━━ DATA UNDER STUDY
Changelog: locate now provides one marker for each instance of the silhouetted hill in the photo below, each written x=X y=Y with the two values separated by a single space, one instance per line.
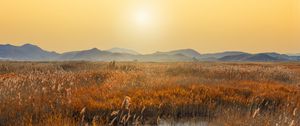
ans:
x=186 y=52
x=25 y=52
x=122 y=50
x=30 y=52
━━━━
| EXERCISE OBJECTIVE |
Transcribe all of the material exactly and leave out its pictures.

| YOUR SOLUTION |
Changelog: locate now provides one marker for each instance of the silhouetted hill in the photo below, each written x=X y=Y with the two values separated by a single space, one instance per line.
ans:
x=186 y=52
x=25 y=52
x=122 y=50
x=30 y=52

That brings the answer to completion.